* [THE EXERCISE]:
Reproduce every line in the listing below from the line containing "query: blue round road sign" down to the end of the listing, requests included, and scale each bounding-box coordinate in the answers by 2.25, rounding to whole numbers with halves rounded up. Leave out the pictures and give only those lines.
......
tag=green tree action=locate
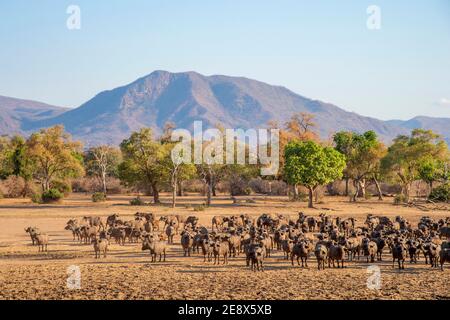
[333,131,353,197]
[284,141,345,208]
[85,145,122,194]
[119,128,169,203]
[381,129,449,201]
[26,126,84,191]
[334,131,386,201]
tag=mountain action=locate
[0,71,450,145]
[386,116,450,145]
[0,96,69,135]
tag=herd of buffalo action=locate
[25,212,450,271]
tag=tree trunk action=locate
[345,178,350,197]
[172,183,177,208]
[206,183,214,207]
[211,183,217,197]
[177,181,184,197]
[308,187,314,208]
[373,178,383,201]
[352,180,359,202]
[403,183,411,203]
[152,183,161,203]
[358,179,366,198]
[102,172,106,195]
[292,184,299,201]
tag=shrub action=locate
[130,196,145,206]
[50,180,72,197]
[194,204,206,212]
[92,192,106,202]
[3,176,27,198]
[364,192,372,200]
[428,183,450,202]
[394,193,406,204]
[42,189,64,203]
[31,193,42,204]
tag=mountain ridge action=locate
[0,70,450,145]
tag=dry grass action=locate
[0,195,450,299]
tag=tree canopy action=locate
[284,141,345,207]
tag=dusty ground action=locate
[0,195,450,299]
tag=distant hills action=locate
[0,71,450,145]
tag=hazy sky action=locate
[0,0,450,119]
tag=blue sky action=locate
[0,0,450,119]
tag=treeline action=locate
[0,113,450,207]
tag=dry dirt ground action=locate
[0,195,450,299]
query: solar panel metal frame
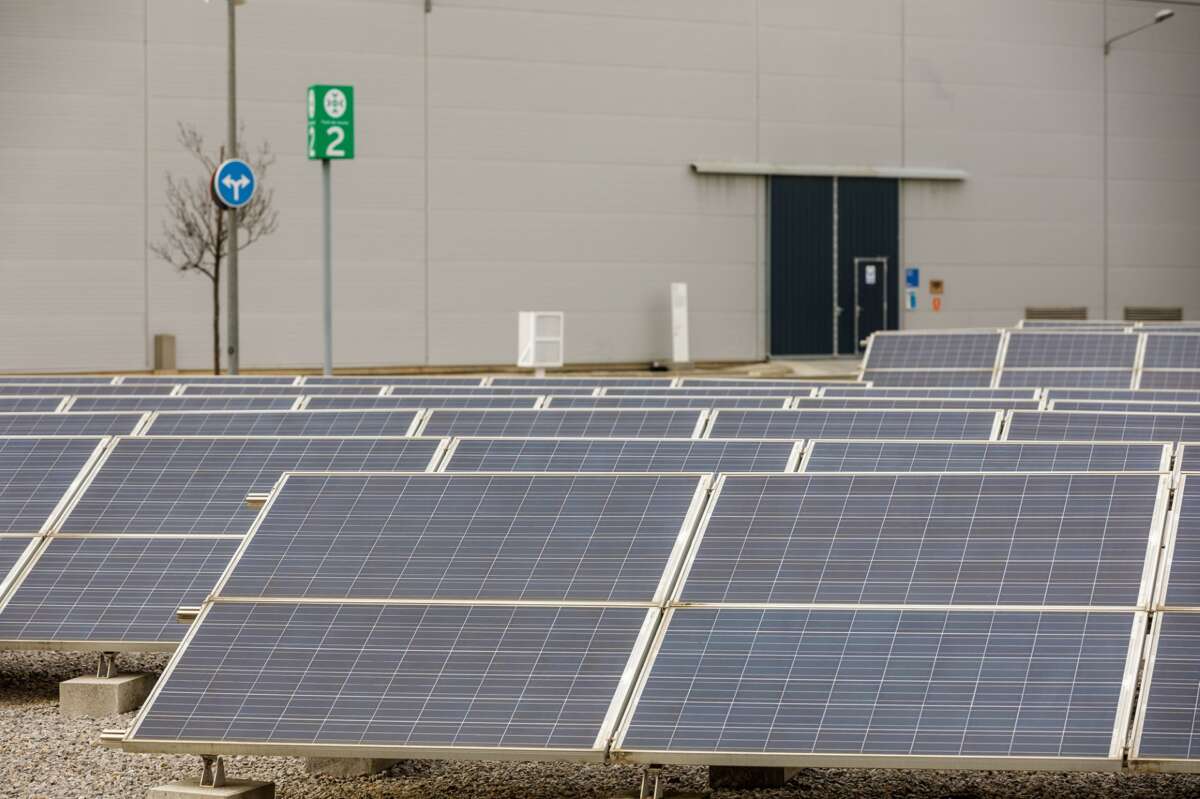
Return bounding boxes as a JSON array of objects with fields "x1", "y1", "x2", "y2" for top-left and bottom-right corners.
[
  {"x1": 436, "y1": 435, "x2": 805, "y2": 474},
  {"x1": 796, "y1": 438, "x2": 1172, "y2": 475},
  {"x1": 611, "y1": 603, "x2": 1148, "y2": 771},
  {"x1": 121, "y1": 597, "x2": 660, "y2": 763},
  {"x1": 1129, "y1": 612, "x2": 1200, "y2": 774},
  {"x1": 211, "y1": 467, "x2": 710, "y2": 608},
  {"x1": 668, "y1": 471, "x2": 1174, "y2": 612},
  {"x1": 702, "y1": 408, "x2": 1003, "y2": 441}
]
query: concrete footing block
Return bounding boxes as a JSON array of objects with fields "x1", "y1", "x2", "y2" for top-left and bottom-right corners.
[
  {"x1": 146, "y1": 780, "x2": 275, "y2": 799},
  {"x1": 708, "y1": 765, "x2": 799, "y2": 791},
  {"x1": 305, "y1": 757, "x2": 400, "y2": 777},
  {"x1": 59, "y1": 674, "x2": 158, "y2": 719}
]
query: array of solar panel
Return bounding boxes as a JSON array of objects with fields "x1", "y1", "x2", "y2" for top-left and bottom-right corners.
[
  {"x1": 442, "y1": 438, "x2": 799, "y2": 474},
  {"x1": 0, "y1": 413, "x2": 144, "y2": 435},
  {"x1": 821, "y1": 385, "x2": 1038, "y2": 400},
  {"x1": 0, "y1": 536, "x2": 239, "y2": 649},
  {"x1": 614, "y1": 608, "x2": 1141, "y2": 768},
  {"x1": 864, "y1": 331, "x2": 1001, "y2": 369},
  {"x1": 545, "y1": 396, "x2": 788, "y2": 408},
  {"x1": 1046, "y1": 400, "x2": 1200, "y2": 414},
  {"x1": 708, "y1": 409, "x2": 1000, "y2": 440},
  {"x1": 67, "y1": 395, "x2": 296, "y2": 413},
  {"x1": 1138, "y1": 370, "x2": 1200, "y2": 391},
  {"x1": 0, "y1": 396, "x2": 66, "y2": 413},
  {"x1": 679, "y1": 474, "x2": 1168, "y2": 607},
  {"x1": 1004, "y1": 410, "x2": 1200, "y2": 441},
  {"x1": 1000, "y1": 370, "x2": 1134, "y2": 389},
  {"x1": 421, "y1": 409, "x2": 704, "y2": 438},
  {"x1": 863, "y1": 370, "x2": 992, "y2": 389},
  {"x1": 1141, "y1": 332, "x2": 1200, "y2": 370},
  {"x1": 145, "y1": 410, "x2": 418, "y2": 437},
  {"x1": 1003, "y1": 331, "x2": 1139, "y2": 370},
  {"x1": 793, "y1": 397, "x2": 1042, "y2": 410},
  {"x1": 800, "y1": 440, "x2": 1170, "y2": 471},
  {"x1": 131, "y1": 602, "x2": 653, "y2": 759},
  {"x1": 305, "y1": 395, "x2": 539, "y2": 410},
  {"x1": 218, "y1": 473, "x2": 707, "y2": 602}
]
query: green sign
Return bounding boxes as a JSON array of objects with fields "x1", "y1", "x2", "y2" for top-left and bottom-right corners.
[{"x1": 308, "y1": 86, "x2": 354, "y2": 161}]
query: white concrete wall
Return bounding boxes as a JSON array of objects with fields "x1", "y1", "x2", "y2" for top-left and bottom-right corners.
[{"x1": 0, "y1": 0, "x2": 1200, "y2": 371}]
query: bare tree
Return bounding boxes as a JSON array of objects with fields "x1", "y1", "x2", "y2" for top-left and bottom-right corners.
[{"x1": 150, "y1": 122, "x2": 278, "y2": 374}]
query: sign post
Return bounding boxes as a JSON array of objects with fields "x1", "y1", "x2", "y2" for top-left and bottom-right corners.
[{"x1": 308, "y1": 85, "x2": 354, "y2": 374}]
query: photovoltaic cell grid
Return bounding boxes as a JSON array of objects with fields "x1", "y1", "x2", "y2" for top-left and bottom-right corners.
[
  {"x1": 1004, "y1": 410, "x2": 1200, "y2": 441},
  {"x1": 863, "y1": 370, "x2": 992, "y2": 389},
  {"x1": 220, "y1": 474, "x2": 707, "y2": 602},
  {"x1": 442, "y1": 438, "x2": 796, "y2": 474},
  {"x1": 679, "y1": 474, "x2": 1166, "y2": 608},
  {"x1": 1003, "y1": 332, "x2": 1139, "y2": 370},
  {"x1": 864, "y1": 332, "x2": 1001, "y2": 369},
  {"x1": 0, "y1": 536, "x2": 240, "y2": 648},
  {"x1": 132, "y1": 603, "x2": 648, "y2": 759},
  {"x1": 59, "y1": 438, "x2": 440, "y2": 535},
  {"x1": 708, "y1": 409, "x2": 998, "y2": 440},
  {"x1": 614, "y1": 609, "x2": 1136, "y2": 767},
  {"x1": 145, "y1": 410, "x2": 418, "y2": 437},
  {"x1": 421, "y1": 409, "x2": 704, "y2": 438},
  {"x1": 802, "y1": 441, "x2": 1169, "y2": 473}
]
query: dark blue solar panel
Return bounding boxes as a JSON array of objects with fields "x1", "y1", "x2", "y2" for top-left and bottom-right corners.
[
  {"x1": 0, "y1": 537, "x2": 239, "y2": 645},
  {"x1": 682, "y1": 474, "x2": 1165, "y2": 607},
  {"x1": 132, "y1": 603, "x2": 647, "y2": 759},
  {"x1": 0, "y1": 413, "x2": 143, "y2": 435},
  {"x1": 708, "y1": 409, "x2": 997, "y2": 440},
  {"x1": 422, "y1": 409, "x2": 700, "y2": 438},
  {"x1": 803, "y1": 441, "x2": 1166, "y2": 471},
  {"x1": 1006, "y1": 410, "x2": 1200, "y2": 441},
  {"x1": 442, "y1": 438, "x2": 796, "y2": 474},
  {"x1": 146, "y1": 410, "x2": 418, "y2": 437},
  {"x1": 614, "y1": 609, "x2": 1135, "y2": 762},
  {"x1": 61, "y1": 438, "x2": 439, "y2": 535},
  {"x1": 221, "y1": 474, "x2": 703, "y2": 602}
]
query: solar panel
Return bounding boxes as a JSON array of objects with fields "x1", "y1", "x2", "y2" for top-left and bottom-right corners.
[
  {"x1": 1138, "y1": 370, "x2": 1200, "y2": 390},
  {"x1": 442, "y1": 438, "x2": 799, "y2": 474},
  {"x1": 1004, "y1": 410, "x2": 1200, "y2": 441},
  {"x1": 679, "y1": 474, "x2": 1169, "y2": 607},
  {"x1": 1000, "y1": 370, "x2": 1133, "y2": 389},
  {"x1": 613, "y1": 608, "x2": 1145, "y2": 769},
  {"x1": 793, "y1": 397, "x2": 1042, "y2": 410},
  {"x1": 67, "y1": 396, "x2": 296, "y2": 413},
  {"x1": 800, "y1": 440, "x2": 1171, "y2": 471},
  {"x1": 1046, "y1": 400, "x2": 1200, "y2": 414},
  {"x1": 60, "y1": 438, "x2": 444, "y2": 535},
  {"x1": 0, "y1": 413, "x2": 145, "y2": 435},
  {"x1": 145, "y1": 410, "x2": 419, "y2": 437},
  {"x1": 305, "y1": 395, "x2": 538, "y2": 410},
  {"x1": 708, "y1": 408, "x2": 1001, "y2": 440},
  {"x1": 0, "y1": 536, "x2": 240, "y2": 649},
  {"x1": 0, "y1": 395, "x2": 66, "y2": 413},
  {"x1": 1132, "y1": 613, "x2": 1200, "y2": 770},
  {"x1": 1003, "y1": 332, "x2": 1139, "y2": 370},
  {"x1": 1142, "y1": 332, "x2": 1200, "y2": 370},
  {"x1": 421, "y1": 409, "x2": 706, "y2": 438},
  {"x1": 127, "y1": 602, "x2": 656, "y2": 761},
  {"x1": 821, "y1": 386, "x2": 1037, "y2": 400},
  {"x1": 863, "y1": 370, "x2": 992, "y2": 389},
  {"x1": 545, "y1": 396, "x2": 788, "y2": 408},
  {"x1": 217, "y1": 473, "x2": 708, "y2": 602},
  {"x1": 863, "y1": 331, "x2": 1001, "y2": 369}
]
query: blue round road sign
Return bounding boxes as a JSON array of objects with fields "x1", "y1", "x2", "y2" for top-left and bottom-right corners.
[{"x1": 212, "y1": 158, "x2": 258, "y2": 208}]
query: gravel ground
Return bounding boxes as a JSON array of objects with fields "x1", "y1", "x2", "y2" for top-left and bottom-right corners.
[{"x1": 0, "y1": 651, "x2": 1200, "y2": 799}]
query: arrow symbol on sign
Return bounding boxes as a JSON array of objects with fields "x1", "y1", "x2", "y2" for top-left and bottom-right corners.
[{"x1": 221, "y1": 175, "x2": 250, "y2": 203}]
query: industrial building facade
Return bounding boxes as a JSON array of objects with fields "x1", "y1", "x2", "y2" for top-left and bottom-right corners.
[{"x1": 0, "y1": 0, "x2": 1200, "y2": 371}]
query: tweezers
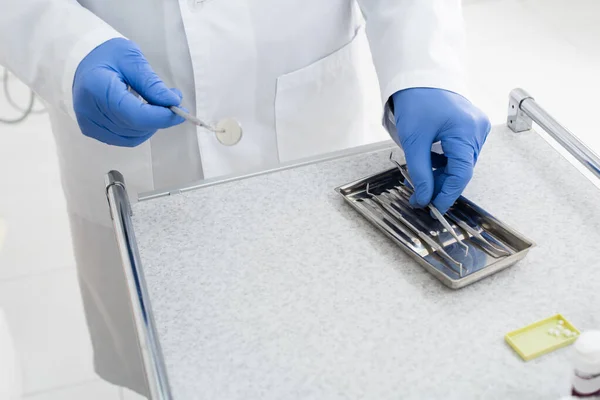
......
* [PROBLEM SOLUTION]:
query: blue round road sign
Return bounding boxes as a JSON array of objects with fields "x1", "y1", "x2", "y2" for top-left and bottom-right corners.
[{"x1": 477, "y1": 356, "x2": 581, "y2": 468}]
query: gravel ground
Return bounding boxes as a JSON array of objects with fields "x1", "y1", "x2", "y2" for top-left and bottom-right corners.
[{"x1": 0, "y1": 1465, "x2": 2700, "y2": 1798}]
query: arrow symbol on sign
Return bounding boxes as a JSON array of objects with fields "x1", "y1", "x2", "y2" for top-left and bottom-right corners.
[{"x1": 497, "y1": 394, "x2": 563, "y2": 457}]
query: industrial building facade
Return bounding boxes as a JSON array of objects with fields "x1", "y1", "x2", "y2" for top-left and bottom-right corners.
[{"x1": 0, "y1": 0, "x2": 2700, "y2": 835}]
query: tweezers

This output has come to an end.